Records from a collection:
============================================================

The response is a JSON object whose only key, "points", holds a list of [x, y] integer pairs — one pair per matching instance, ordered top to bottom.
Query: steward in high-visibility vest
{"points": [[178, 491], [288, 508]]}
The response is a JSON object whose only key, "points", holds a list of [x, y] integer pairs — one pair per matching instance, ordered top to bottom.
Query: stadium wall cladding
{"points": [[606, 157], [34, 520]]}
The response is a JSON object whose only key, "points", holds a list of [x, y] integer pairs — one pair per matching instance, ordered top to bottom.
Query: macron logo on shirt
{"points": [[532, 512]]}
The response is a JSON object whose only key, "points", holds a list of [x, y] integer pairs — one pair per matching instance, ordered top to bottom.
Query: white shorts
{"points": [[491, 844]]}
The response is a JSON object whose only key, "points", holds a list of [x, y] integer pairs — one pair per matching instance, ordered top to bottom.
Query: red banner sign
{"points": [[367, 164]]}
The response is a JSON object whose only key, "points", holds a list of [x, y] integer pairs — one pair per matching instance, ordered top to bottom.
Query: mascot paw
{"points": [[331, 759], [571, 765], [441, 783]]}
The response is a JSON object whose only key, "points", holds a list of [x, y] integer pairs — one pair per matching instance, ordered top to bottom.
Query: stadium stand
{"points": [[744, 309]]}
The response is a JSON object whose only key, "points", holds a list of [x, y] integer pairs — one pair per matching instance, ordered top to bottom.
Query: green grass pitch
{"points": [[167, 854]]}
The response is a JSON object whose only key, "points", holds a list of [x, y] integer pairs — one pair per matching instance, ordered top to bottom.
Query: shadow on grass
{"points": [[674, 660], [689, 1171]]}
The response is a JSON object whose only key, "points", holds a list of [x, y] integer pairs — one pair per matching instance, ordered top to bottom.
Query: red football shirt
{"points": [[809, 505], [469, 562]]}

============================================================

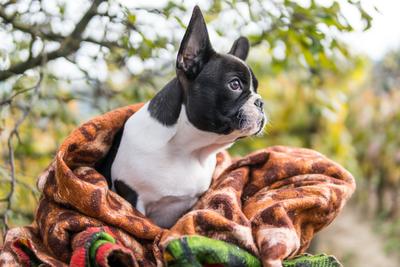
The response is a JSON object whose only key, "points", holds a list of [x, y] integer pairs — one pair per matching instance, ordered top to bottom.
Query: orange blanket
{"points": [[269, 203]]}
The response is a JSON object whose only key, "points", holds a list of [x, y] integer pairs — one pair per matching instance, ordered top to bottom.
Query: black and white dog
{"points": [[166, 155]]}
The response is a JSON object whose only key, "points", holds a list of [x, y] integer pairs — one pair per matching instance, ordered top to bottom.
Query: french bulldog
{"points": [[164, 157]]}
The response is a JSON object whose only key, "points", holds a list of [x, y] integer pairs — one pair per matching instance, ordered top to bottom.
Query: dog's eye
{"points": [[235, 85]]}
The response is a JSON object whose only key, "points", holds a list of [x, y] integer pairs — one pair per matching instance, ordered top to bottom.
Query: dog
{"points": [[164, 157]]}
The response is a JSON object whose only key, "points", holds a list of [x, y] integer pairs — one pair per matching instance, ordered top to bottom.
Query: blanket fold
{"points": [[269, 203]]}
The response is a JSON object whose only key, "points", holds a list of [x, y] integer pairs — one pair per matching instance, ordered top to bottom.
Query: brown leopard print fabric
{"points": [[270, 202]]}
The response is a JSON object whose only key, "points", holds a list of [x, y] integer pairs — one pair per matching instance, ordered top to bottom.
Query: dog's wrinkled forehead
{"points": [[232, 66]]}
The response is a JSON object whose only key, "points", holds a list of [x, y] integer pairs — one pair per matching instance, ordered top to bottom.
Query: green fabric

============================================================

● Exercise prompt
Retype, exactly and in full, the lines above from the one containing "Query: french bulldog" through the one containing "Query: green fabric".

● Result for this task
Query: french bulldog
{"points": [[164, 157]]}
The response is a JSON object whose only key, "points", holds a list of [x, y] integer pairs — one pair per matching instance, ordered top to bottom.
Query: dog's eye
{"points": [[235, 85]]}
The response is a JSON object whose only key, "points", holds a list of [x, y] integer pairs — one pair per matching instance, ordered top to bottom.
Query: dog
{"points": [[164, 157]]}
The response is a JSON object whose only key, "points", holds a list of [x, y] integer pairs — one pair per matching instance, ordered top to bottom.
Query: blanket fold
{"points": [[269, 203]]}
The response is a JSON object whose only key, "points", holds a list of [x, y] integer pairs — one pair per matching instance, ordered top to bottom.
Query: brown leopard print fabric
{"points": [[270, 202]]}
The response is a JSON object whose only key, "points", holds a list of [x, y] integer pairs — one pair per matching instance, ordered top to bottom.
Query: dog's wrinkled forehead
{"points": [[232, 66]]}
The response is a JSON object whose only key, "points", holds a list of [x, y] integer pairs — one pair per matching instance, ordered top to bottom.
Query: green fabric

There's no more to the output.